::: Records to use

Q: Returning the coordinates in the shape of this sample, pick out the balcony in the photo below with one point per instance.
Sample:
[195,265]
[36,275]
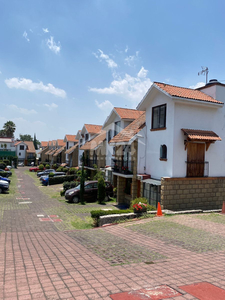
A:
[197,169]
[123,167]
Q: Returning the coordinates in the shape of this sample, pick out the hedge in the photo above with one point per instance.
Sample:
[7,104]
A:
[4,174]
[96,214]
[61,179]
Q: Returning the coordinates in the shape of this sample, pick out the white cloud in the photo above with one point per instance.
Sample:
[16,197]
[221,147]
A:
[28,84]
[130,60]
[51,106]
[106,106]
[197,85]
[21,110]
[53,46]
[129,87]
[26,36]
[101,56]
[45,30]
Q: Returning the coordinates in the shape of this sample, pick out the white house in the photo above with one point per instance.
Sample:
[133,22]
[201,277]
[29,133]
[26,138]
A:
[185,139]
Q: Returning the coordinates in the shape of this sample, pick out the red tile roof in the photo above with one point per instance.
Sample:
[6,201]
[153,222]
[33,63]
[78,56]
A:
[71,150]
[93,128]
[61,143]
[203,135]
[44,144]
[188,93]
[127,133]
[95,142]
[71,138]
[126,113]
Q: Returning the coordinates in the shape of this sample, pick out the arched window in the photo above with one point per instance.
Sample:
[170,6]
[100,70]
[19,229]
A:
[163,152]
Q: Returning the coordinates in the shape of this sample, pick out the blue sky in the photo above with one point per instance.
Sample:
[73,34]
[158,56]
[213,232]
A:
[66,63]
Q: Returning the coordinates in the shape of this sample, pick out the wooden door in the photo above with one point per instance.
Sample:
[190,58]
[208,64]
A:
[195,159]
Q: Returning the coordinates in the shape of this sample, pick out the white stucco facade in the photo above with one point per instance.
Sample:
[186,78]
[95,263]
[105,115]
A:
[186,114]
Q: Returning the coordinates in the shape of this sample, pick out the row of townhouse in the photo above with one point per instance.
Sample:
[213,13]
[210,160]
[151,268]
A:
[25,151]
[170,149]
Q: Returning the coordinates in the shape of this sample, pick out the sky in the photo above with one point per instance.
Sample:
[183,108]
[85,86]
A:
[67,63]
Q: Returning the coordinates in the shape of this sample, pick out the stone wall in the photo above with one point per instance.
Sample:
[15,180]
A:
[192,193]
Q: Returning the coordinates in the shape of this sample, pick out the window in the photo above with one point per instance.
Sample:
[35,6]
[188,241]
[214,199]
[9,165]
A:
[109,135]
[117,128]
[159,117]
[163,152]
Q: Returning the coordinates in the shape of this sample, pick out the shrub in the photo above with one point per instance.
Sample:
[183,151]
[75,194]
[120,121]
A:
[65,170]
[96,214]
[72,171]
[101,190]
[60,179]
[69,185]
[142,200]
[51,175]
[41,167]
[60,169]
[4,174]
[2,165]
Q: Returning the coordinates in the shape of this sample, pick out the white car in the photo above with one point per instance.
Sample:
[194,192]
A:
[4,186]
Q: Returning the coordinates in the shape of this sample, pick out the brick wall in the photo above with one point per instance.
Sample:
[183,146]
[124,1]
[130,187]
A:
[192,193]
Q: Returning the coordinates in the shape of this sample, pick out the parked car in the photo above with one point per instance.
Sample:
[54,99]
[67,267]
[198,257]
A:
[5,179]
[45,178]
[90,192]
[4,186]
[34,169]
[45,172]
[9,173]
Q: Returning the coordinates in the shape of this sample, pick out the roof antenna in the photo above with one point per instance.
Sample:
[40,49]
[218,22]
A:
[204,71]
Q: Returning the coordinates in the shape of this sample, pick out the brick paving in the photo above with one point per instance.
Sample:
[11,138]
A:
[39,260]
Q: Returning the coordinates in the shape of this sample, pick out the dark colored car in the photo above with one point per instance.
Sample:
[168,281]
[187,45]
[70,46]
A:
[4,186]
[90,192]
[9,173]
[45,172]
[45,178]
[5,179]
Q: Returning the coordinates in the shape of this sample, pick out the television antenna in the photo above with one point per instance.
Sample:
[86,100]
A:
[204,71]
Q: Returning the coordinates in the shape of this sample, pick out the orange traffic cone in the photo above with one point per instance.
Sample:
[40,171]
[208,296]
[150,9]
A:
[223,208]
[159,211]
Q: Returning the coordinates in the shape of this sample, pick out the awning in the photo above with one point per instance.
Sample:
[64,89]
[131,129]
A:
[152,181]
[201,135]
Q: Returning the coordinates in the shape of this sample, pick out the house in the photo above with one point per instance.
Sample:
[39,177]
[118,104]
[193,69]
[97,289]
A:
[95,152]
[59,154]
[43,149]
[71,150]
[86,134]
[184,146]
[128,164]
[7,148]
[25,152]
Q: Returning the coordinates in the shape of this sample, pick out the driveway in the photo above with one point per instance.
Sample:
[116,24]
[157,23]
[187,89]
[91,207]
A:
[41,260]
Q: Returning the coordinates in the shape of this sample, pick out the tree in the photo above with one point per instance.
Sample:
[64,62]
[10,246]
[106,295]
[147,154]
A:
[82,180]
[9,127]
[26,137]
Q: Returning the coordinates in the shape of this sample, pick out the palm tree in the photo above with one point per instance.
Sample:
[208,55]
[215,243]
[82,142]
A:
[9,128]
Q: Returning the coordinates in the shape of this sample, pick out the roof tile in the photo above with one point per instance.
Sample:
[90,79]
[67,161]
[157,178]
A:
[188,93]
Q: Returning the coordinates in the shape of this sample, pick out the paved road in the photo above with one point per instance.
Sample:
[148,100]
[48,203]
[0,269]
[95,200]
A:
[39,261]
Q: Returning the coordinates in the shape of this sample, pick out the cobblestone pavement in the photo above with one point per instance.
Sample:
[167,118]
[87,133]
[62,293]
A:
[41,260]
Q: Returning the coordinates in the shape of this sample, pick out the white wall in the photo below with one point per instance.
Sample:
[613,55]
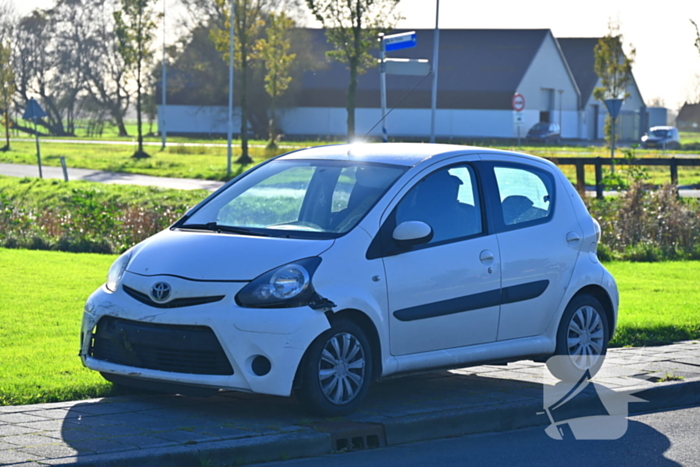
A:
[195,119]
[548,71]
[450,123]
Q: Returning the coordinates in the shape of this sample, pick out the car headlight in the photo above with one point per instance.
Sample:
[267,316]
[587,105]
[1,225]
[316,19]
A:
[284,287]
[116,271]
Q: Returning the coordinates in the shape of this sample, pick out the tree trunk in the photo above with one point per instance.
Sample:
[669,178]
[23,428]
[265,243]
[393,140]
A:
[352,95]
[7,128]
[245,157]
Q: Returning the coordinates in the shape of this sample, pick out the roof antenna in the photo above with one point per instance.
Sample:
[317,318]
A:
[397,104]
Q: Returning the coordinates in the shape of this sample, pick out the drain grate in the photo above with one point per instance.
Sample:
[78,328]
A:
[352,436]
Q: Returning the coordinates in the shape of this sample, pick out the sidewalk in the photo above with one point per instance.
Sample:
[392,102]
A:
[234,428]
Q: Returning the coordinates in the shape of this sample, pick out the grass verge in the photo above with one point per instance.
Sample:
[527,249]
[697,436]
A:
[42,295]
[209,163]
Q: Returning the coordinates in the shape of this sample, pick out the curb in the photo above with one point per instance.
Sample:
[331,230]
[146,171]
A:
[305,443]
[400,430]
[517,415]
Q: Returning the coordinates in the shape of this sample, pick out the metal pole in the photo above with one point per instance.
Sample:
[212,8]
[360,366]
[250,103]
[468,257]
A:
[163,130]
[230,93]
[436,50]
[65,168]
[382,85]
[38,148]
[561,98]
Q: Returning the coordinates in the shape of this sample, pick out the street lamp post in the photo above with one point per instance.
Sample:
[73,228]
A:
[163,130]
[561,97]
[230,93]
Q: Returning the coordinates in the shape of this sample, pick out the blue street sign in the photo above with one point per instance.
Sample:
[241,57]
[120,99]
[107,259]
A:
[405,40]
[33,110]
[614,106]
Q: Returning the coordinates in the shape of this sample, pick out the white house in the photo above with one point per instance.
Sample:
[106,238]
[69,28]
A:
[479,72]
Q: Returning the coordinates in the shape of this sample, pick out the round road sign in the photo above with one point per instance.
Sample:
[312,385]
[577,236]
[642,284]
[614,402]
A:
[518,102]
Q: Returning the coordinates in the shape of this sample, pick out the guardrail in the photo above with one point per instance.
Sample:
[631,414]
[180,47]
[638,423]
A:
[598,162]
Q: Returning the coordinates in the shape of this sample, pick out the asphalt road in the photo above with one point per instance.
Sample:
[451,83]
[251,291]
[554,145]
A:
[662,438]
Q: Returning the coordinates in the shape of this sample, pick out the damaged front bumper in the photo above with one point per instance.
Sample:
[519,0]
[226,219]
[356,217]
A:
[262,346]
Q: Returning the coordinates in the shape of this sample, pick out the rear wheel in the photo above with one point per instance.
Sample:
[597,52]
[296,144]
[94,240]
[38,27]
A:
[582,339]
[336,371]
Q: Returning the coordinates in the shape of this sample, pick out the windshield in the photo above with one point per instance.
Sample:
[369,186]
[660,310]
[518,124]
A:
[660,133]
[302,199]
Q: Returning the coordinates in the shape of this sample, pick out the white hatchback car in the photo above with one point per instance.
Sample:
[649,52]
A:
[324,269]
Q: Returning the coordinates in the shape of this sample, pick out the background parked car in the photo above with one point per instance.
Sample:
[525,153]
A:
[661,137]
[544,132]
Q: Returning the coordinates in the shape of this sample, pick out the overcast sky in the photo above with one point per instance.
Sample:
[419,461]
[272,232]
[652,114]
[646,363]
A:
[667,64]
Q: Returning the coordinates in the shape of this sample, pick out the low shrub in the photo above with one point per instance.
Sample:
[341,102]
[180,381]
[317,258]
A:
[85,217]
[645,225]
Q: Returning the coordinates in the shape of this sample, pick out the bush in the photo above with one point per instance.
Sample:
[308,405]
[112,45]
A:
[645,225]
[85,217]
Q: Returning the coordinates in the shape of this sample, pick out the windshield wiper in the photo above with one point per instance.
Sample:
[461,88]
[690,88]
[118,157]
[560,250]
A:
[214,227]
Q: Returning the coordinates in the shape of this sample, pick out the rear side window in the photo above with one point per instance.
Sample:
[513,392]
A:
[526,196]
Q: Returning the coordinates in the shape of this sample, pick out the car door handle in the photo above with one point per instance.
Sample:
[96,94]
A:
[573,237]
[486,256]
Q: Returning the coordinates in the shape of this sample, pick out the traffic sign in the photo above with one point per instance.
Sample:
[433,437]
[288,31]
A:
[407,66]
[405,40]
[614,106]
[518,102]
[33,110]
[518,118]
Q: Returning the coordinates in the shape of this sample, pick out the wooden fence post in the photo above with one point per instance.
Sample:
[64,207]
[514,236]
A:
[598,178]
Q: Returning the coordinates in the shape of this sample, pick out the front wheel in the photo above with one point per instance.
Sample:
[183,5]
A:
[582,339]
[336,371]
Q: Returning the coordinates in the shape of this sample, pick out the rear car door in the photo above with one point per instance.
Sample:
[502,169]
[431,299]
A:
[539,239]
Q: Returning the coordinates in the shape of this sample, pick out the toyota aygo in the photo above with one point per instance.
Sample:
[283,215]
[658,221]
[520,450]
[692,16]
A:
[325,269]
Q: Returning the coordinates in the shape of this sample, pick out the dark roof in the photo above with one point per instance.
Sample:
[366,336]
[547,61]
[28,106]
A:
[689,113]
[478,69]
[579,55]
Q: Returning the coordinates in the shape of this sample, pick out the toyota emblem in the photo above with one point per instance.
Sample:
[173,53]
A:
[160,291]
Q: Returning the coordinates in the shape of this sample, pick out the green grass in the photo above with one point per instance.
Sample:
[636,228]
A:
[658,302]
[41,301]
[38,194]
[42,296]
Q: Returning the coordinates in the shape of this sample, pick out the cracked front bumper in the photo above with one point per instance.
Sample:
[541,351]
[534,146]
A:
[280,335]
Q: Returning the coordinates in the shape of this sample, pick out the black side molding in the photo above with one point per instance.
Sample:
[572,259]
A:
[513,294]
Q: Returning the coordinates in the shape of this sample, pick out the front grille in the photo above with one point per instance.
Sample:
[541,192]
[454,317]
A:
[164,347]
[177,303]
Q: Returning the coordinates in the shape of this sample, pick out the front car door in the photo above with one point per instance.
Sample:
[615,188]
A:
[444,293]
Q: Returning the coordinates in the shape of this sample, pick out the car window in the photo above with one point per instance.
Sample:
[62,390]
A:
[525,195]
[446,200]
[295,198]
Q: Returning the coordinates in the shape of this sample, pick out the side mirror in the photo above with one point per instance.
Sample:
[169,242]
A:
[411,233]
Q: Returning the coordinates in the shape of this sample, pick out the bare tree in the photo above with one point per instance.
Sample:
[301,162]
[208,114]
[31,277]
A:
[248,21]
[351,28]
[135,25]
[7,88]
[105,70]
[274,51]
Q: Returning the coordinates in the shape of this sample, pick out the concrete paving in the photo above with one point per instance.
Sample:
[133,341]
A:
[234,428]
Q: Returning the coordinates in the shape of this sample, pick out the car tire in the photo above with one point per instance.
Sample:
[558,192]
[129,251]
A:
[336,371]
[582,340]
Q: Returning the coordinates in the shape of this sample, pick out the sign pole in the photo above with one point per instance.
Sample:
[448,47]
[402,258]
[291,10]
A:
[436,51]
[382,85]
[38,148]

::::::

Given request
Convert the lines from the one containing "out the sign" through the end of the data, inclusive, into a JSON list of strings with one string per line and blank lines omitted.

Exercise output
[
  "Q: Returning the coordinates in the shape of this sample, pick out the sign pole in the photo above with one point per instance.",
  "Sample:",
  "[448,47]",
  "[402,258]",
  "[291,10]",
  "A:",
  "[436,51]",
  "[382,85]",
  "[38,148]"
]